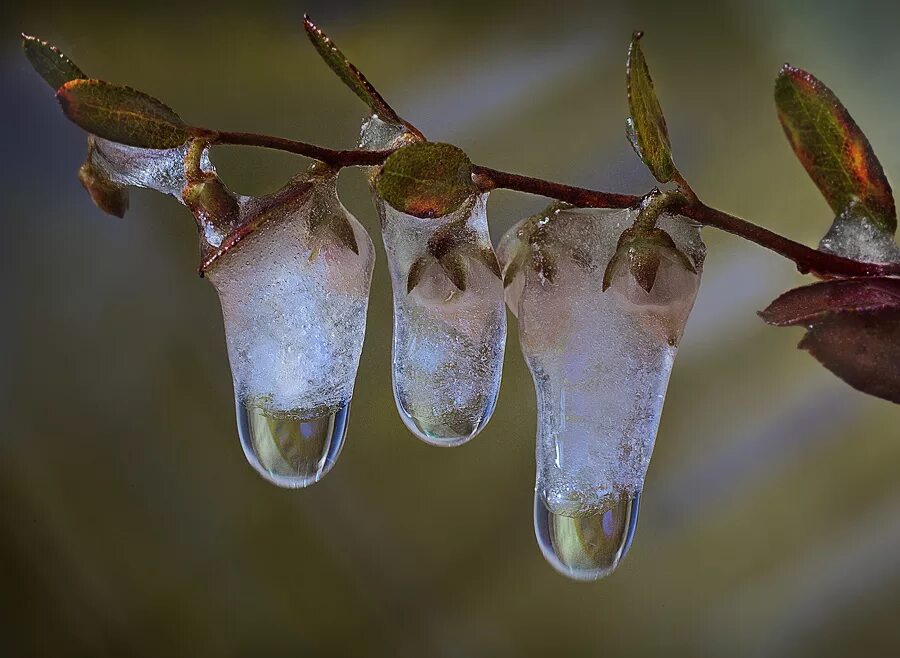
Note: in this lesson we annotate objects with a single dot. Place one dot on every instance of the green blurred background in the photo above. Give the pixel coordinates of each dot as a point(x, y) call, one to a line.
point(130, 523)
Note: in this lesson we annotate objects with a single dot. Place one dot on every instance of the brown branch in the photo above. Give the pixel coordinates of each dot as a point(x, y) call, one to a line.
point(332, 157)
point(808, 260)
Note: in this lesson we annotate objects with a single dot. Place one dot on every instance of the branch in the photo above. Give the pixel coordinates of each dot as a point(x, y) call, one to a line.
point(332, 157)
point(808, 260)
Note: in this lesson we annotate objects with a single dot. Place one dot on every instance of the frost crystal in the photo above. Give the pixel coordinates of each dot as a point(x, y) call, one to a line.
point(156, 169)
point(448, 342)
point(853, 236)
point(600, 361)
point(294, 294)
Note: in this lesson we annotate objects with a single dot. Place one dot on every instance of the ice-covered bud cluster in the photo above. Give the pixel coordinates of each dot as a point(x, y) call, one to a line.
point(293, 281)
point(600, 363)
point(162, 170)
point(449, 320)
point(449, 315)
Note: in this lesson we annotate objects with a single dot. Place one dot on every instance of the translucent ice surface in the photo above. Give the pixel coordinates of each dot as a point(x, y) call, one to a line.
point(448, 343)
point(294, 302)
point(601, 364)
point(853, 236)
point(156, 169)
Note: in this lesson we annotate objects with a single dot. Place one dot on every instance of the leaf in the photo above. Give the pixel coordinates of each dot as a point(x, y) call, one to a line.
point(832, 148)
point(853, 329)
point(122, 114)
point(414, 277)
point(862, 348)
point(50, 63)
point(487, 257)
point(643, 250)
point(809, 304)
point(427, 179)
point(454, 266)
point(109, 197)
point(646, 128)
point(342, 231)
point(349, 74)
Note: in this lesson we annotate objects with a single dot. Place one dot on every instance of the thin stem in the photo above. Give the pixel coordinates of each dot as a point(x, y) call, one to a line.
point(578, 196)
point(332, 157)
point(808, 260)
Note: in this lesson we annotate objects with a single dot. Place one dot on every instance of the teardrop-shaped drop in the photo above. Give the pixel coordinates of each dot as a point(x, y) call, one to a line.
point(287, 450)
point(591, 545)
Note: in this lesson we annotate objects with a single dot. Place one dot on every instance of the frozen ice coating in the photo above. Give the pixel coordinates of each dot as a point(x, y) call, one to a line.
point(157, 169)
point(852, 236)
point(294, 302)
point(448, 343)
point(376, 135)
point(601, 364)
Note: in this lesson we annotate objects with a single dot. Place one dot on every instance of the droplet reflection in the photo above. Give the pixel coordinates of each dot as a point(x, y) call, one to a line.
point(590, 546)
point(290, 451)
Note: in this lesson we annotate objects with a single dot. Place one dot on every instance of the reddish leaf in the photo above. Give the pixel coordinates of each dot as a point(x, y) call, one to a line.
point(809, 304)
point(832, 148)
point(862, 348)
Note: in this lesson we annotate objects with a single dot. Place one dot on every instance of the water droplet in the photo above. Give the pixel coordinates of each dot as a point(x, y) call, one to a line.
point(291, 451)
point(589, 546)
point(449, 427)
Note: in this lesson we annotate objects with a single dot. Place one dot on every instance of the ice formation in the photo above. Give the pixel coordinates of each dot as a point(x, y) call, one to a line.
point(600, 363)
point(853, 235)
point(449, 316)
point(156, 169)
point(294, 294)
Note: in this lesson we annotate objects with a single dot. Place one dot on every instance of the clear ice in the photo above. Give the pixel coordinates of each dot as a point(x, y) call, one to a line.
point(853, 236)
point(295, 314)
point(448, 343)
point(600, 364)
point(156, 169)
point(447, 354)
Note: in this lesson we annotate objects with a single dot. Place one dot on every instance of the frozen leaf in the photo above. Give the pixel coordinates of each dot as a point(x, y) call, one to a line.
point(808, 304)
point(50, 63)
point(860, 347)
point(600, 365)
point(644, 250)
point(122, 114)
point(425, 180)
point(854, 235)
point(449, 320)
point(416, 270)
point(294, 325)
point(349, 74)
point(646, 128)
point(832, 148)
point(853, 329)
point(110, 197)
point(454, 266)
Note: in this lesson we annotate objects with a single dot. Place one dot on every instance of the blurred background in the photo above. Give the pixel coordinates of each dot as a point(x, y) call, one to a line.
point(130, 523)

--------------------

WORK TO BE COMPLETED:
Please ensure that the data above is repeated exactly, with no pictures in the copy.

RESPONSE TO THIS TASK:
Note: in this lesson we annotate objects with a single dot. Place one dot on every instance of the green blurred background in the photo above. Give the pixel coordinates of each dot as a point(x, y) call, one to a line.
point(130, 523)
Note: in this lesson we annotate objects with a single dot. Place one dot on every instance of the brown branch in the photo above. Give the pixel coordinates of each dot as a point(x, y) call, one to a line.
point(332, 157)
point(808, 260)
Note: in this lesson we annotate objects with a single dot. Place one dot on every instance of the branch in the photo above. Give the pixel coordinates of each dot as a point(x, y) call, one to a line.
point(332, 157)
point(808, 260)
Note: in this lesson we annotate objects with a single dot. Place one dot on every instance of the frost crystal in the photo above. Give the pixel coordinates of each dot as a point(x, y) call, one to a line.
point(156, 169)
point(448, 342)
point(853, 236)
point(600, 361)
point(294, 294)
Note: in this lesson we annotate objects with a single dot. Place one dot on every instance of the ice-covered bud cluster in the photo above. Give the pixel coordinates of each dot as a point(x, y) call, one to a line.
point(293, 281)
point(600, 363)
point(162, 170)
point(449, 320)
point(449, 315)
Note: in this lesson we annotate objects with a single dot. Place one dot on every instance of the translucent ice surface in the photo above. Give the pixel coordinates of each dot as a point(x, y) call, one to a line.
point(448, 343)
point(294, 302)
point(601, 364)
point(853, 236)
point(156, 169)
Note: in this lesson we annotate objects with a single dot. Place one dot on every instance of the leaf in the photo above. Give the pixel coordinates of each dot as a point(x, y) call, one to a line.
point(832, 148)
point(853, 329)
point(122, 114)
point(414, 277)
point(862, 348)
point(50, 63)
point(487, 257)
point(643, 250)
point(809, 304)
point(427, 179)
point(454, 266)
point(109, 197)
point(646, 128)
point(342, 231)
point(349, 74)
Note: in this lesson we annotate objects with a single dot. Place one dot on every instance of the thin stem in the photo above. Give the pixel coordinates of each dot as a point(x, y) call, one to a line.
point(578, 196)
point(332, 157)
point(808, 260)
Note: in this lesson we annotate objects with a single dot. Place one dot on every instance of the teardrop-shaped drop in the photo above. Give the pixel coordinates of each dot as a point(x, y) call, one to a line.
point(287, 450)
point(591, 545)
Note: in this lesson we annotate objects with a single dot. Place one dot on every instance of the frozen ice coating in the photo above. Give the pixel coordinates of each dot as a point(x, y) call, one to a line.
point(157, 169)
point(852, 236)
point(294, 302)
point(448, 343)
point(376, 135)
point(601, 364)
Note: in this lesson we annotate objects with a single dot. Place one dot on every instance of the droplet reflection in the photo above. Give the pixel coordinates of each dot as a point(x, y) call, one to a line.
point(590, 546)
point(290, 451)
Note: in this lesson we annotate objects with a single dot. Place one dot on every instance of the reddish leaf in the photo above. Give the pixel coordinates of each dot as a point(x, y) call, one to a line.
point(809, 304)
point(832, 148)
point(862, 348)
Note: in this lesson we annotate objects with a single dot. Place one dot on every instance of the water droplet in the photo above. Give the pixel coordinates of each dot as a point(x, y) call, one to a line.
point(291, 451)
point(589, 546)
point(449, 427)
Note: in this lesson we annotate objects with a single dot. Place one dot on every instance of the ice formation in the photo above. Give the pixel coordinates of each dot as a point(x, y) call, one to a line.
point(600, 363)
point(853, 235)
point(449, 316)
point(156, 169)
point(294, 294)
Note: in this lesson we annotate objects with a single dot. Place one dot on every instance of the clear ice in the photo above. Give the pixel coordinates of each dot as a point(x, y) call, one to a line.
point(853, 236)
point(295, 314)
point(448, 343)
point(600, 364)
point(156, 169)
point(447, 354)
Note: in this lesson we annotate objects with a single dot. Place one dot on every instance of the frozen leaf in the photo above. Give the pixel coordinates of each dot as a point(x, y) call, one to a line.
point(808, 304)
point(50, 63)
point(860, 347)
point(600, 365)
point(644, 250)
point(122, 114)
point(425, 180)
point(854, 235)
point(449, 320)
point(416, 270)
point(294, 325)
point(349, 74)
point(646, 128)
point(832, 148)
point(853, 329)
point(110, 197)
point(454, 266)
Note: in this lesson we annotate objects with a single dot. Place one dot on every instance of the blurred background in the photo above. Give the pixel coordinates of each dot as a point(x, y) call, one to a line.
point(130, 523)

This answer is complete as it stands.